Information supplied:
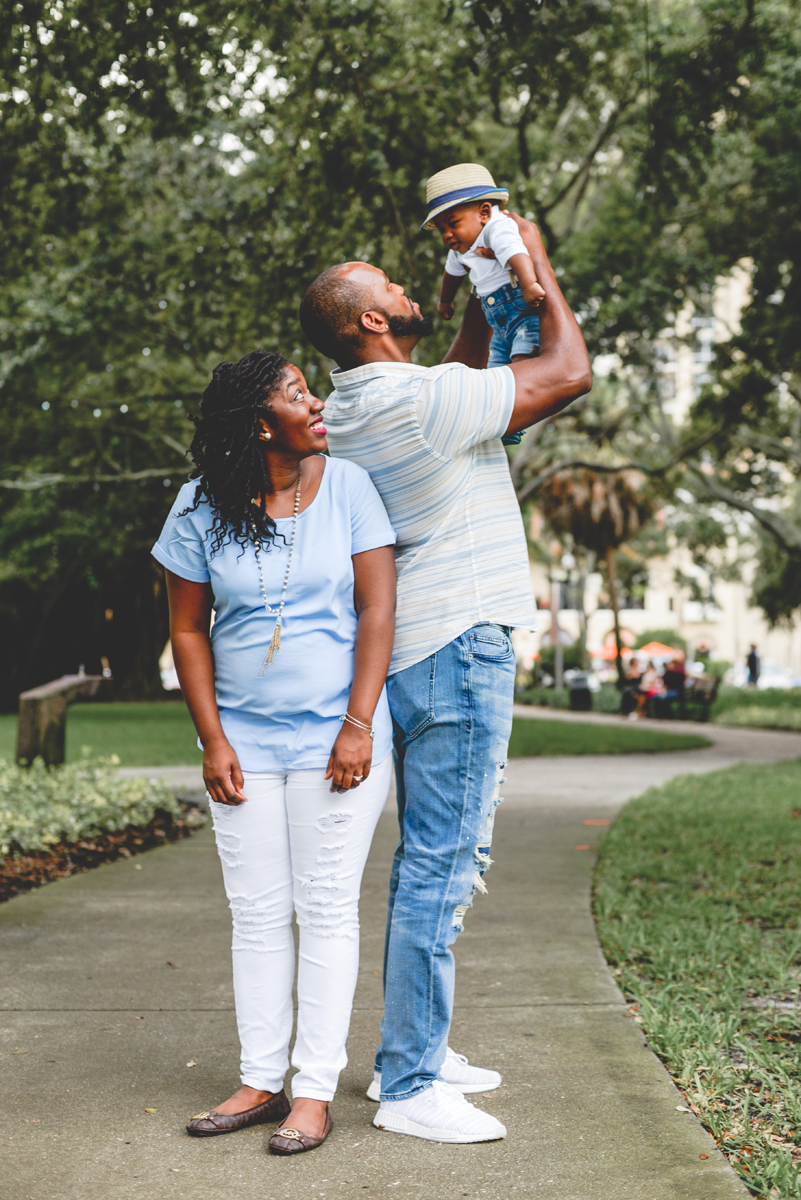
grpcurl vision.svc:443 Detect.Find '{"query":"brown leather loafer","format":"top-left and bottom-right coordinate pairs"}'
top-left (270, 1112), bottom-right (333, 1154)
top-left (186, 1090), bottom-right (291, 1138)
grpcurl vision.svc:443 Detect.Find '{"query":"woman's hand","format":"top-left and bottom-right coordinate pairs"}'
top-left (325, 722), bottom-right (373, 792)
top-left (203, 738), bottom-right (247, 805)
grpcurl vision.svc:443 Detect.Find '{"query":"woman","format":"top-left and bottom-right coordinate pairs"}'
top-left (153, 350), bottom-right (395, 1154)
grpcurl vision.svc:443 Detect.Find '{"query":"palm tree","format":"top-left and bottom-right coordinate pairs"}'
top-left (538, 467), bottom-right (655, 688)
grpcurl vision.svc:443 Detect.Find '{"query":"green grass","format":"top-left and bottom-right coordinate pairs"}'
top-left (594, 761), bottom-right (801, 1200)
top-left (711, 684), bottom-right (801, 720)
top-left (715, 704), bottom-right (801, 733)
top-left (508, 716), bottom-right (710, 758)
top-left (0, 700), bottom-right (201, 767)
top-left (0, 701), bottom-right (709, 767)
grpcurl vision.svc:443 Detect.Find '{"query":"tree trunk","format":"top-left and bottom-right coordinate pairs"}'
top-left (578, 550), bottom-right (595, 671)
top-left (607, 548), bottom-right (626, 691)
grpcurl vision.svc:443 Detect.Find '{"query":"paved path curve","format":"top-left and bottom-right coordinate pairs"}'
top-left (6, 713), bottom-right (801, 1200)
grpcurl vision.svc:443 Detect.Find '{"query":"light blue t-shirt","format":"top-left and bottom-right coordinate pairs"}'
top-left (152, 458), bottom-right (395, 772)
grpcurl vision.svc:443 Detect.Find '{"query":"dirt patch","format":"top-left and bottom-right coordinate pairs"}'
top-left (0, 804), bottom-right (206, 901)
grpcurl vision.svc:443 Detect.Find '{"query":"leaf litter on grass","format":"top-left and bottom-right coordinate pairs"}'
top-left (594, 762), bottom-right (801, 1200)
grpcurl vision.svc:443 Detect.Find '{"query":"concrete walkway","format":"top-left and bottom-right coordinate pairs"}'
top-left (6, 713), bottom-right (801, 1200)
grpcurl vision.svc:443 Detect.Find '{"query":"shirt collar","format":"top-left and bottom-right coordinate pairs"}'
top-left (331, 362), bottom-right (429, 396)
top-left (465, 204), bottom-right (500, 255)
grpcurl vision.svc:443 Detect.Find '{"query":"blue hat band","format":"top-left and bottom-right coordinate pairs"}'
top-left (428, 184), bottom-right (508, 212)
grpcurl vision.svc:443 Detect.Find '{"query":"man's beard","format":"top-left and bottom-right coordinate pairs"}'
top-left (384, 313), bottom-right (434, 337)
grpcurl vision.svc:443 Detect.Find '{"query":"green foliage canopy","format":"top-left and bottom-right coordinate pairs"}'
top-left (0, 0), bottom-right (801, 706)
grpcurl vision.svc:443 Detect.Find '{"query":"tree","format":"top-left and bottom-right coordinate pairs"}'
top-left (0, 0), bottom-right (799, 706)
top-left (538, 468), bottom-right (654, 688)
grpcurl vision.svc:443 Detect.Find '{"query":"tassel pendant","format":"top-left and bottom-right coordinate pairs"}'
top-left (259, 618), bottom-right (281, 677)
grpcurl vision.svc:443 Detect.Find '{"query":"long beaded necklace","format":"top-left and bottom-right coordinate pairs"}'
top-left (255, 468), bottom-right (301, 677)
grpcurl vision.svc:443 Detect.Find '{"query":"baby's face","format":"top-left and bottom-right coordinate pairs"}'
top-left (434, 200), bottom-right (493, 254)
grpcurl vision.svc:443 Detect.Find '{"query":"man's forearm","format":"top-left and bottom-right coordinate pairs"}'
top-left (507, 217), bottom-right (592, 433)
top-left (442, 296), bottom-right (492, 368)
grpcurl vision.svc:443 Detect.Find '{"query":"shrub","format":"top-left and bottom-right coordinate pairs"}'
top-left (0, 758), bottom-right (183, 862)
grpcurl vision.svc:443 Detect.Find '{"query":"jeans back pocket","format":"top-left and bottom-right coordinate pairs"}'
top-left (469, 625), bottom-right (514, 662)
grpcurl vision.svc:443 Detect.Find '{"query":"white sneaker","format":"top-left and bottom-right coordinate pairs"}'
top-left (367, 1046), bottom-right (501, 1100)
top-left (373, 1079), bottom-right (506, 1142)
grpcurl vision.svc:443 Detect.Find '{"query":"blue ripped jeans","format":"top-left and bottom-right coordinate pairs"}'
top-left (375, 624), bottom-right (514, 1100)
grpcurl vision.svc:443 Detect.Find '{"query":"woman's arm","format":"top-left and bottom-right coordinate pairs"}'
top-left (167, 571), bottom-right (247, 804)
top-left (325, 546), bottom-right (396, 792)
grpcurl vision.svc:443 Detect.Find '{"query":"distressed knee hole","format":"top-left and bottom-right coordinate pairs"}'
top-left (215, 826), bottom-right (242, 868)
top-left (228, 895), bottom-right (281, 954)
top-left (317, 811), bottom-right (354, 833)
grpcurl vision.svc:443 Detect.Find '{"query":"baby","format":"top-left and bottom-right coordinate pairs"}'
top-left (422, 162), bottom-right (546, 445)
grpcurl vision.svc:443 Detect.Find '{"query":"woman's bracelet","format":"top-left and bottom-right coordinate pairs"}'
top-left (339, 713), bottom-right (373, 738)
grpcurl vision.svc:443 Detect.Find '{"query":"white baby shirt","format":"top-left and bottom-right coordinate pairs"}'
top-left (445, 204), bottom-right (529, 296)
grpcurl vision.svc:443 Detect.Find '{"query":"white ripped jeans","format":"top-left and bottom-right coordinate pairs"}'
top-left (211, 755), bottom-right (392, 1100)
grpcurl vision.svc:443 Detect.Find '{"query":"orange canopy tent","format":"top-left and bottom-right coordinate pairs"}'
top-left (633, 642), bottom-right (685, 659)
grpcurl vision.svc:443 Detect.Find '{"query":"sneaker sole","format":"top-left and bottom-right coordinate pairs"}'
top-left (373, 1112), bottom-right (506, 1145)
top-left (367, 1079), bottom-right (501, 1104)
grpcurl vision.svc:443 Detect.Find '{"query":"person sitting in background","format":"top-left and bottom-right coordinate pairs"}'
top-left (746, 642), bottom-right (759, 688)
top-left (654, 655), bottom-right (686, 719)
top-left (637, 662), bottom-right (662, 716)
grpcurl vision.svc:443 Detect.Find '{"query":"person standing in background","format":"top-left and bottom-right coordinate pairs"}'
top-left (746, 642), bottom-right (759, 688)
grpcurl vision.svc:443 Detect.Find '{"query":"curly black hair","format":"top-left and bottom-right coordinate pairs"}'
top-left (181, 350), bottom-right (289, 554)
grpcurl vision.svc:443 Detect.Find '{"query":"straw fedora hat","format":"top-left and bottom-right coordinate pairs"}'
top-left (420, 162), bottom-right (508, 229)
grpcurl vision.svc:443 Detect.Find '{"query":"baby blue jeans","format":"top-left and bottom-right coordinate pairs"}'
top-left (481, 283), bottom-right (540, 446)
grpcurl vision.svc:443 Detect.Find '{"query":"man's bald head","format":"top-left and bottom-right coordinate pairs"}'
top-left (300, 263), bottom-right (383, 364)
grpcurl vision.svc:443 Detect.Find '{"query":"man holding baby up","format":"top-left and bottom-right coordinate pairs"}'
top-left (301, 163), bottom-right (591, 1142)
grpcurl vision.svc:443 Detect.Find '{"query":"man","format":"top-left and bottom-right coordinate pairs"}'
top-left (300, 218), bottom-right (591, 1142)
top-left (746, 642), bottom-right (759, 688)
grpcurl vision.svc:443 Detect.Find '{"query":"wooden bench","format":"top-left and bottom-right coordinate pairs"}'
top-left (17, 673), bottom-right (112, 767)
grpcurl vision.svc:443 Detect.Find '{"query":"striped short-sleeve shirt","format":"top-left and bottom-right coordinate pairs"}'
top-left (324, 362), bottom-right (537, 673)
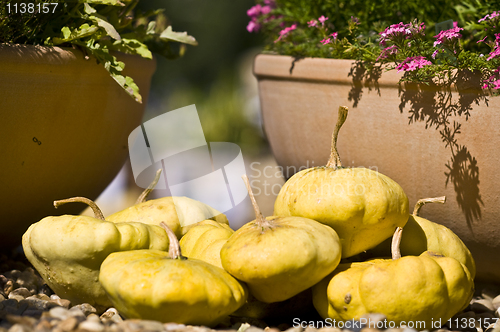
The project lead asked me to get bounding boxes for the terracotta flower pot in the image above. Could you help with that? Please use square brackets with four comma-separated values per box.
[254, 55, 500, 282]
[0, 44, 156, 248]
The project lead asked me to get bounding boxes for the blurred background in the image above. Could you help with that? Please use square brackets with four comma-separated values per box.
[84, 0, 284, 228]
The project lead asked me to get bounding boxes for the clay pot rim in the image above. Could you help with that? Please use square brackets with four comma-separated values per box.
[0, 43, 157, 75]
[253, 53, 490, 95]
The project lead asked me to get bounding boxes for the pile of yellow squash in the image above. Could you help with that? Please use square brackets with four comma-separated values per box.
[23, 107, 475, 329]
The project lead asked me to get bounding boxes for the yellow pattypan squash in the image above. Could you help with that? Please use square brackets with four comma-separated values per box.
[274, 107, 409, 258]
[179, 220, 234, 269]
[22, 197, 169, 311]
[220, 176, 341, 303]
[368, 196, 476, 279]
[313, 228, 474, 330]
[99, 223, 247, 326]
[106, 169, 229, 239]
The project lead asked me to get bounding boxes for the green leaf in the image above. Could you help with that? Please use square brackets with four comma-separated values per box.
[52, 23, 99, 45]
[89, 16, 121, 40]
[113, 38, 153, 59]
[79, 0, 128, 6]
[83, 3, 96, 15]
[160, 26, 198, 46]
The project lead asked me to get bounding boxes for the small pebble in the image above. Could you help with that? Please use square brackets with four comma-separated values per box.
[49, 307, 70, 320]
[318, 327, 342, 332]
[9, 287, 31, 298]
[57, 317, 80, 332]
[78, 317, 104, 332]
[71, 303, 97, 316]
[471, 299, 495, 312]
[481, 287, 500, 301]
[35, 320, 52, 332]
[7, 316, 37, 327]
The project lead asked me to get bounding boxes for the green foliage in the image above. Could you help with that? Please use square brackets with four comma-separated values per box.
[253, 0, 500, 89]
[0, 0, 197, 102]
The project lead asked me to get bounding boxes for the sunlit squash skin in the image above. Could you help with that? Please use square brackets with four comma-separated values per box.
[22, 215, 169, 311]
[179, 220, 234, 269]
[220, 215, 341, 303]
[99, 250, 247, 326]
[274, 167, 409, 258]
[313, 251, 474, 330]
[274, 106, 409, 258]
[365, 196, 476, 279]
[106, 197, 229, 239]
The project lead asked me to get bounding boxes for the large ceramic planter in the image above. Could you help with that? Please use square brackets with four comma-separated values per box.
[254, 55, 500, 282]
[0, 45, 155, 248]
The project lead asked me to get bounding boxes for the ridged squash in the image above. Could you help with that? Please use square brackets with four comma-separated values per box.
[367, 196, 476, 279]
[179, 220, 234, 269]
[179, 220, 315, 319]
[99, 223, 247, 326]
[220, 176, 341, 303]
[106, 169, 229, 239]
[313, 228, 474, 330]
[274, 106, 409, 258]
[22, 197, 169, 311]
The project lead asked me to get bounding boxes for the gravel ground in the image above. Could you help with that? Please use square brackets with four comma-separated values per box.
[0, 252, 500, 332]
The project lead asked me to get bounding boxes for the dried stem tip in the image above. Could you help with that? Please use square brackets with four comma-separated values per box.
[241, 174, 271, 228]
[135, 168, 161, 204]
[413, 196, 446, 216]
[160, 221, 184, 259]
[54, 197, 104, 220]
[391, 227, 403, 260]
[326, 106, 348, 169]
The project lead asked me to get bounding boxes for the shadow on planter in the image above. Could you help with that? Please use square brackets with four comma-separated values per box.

Brief: Rewrite every line in the stretch from the line containing "the green foliage" through the end of the entries, leaving all other text unchanged, but multiply each bounding box coordinate in the answers by 1.45 and round it to a whole number, with halves rounded up.

Complete response:
The project lead asked me to get bounding boxes for the green foliage in the image above. Could you help with that? Please use square brackets with four comma-separated values per box.
[367, 0, 725, 129]
[0, 0, 286, 148]
The project lead asked me to get bounding boxes for the sunlit squash skin in the image above. Could you help with that? Please use square brackets with four comma-separated values per box.
[32, 312, 245, 451]
[260, 319, 339, 390]
[319, 312, 494, 439]
[144, 363, 358, 473]
[397, 242, 593, 374]
[454, 364, 687, 479]
[397, 154, 593, 374]
[529, 284, 690, 405]
[154, 286, 332, 347]
The project lead asked me to get bounding boxes for the large ceramic planter in the image above. Could you help with that? Please use square brackets with four comma-separated values per box.
[368, 80, 725, 409]
[0, 65, 225, 360]
The project lead asked me to get bounding boxes for the ridged squash in the image above. Could you help with that? Please use square brackets with four comma-separated values per box.
[532, 284, 690, 405]
[260, 319, 339, 390]
[260, 319, 457, 463]
[144, 323, 358, 473]
[319, 255, 494, 439]
[154, 245, 332, 347]
[454, 331, 687, 479]
[397, 154, 593, 374]
[32, 286, 245, 451]
The project lead asked me to get bounding boxes for the gravel ground in the image above. Could you help with that? Please use square brackets with four comma-separated values per box.
[0, 365, 725, 481]
The project lead asked me to get bounding boxes for the dried stem tip in the image above. Could you help with that? Please use square brackets with four comma-separated values per box.
[349, 252, 393, 331]
[196, 244, 233, 296]
[599, 284, 647, 313]
[232, 320, 267, 376]
[78, 286, 151, 319]
[567, 329, 584, 377]
[473, 154, 505, 245]
The project lead asked me to get bounding boxes for the shadow on planter in the image above. Could you help with that? Please use square brackets with four comma-separated values per box.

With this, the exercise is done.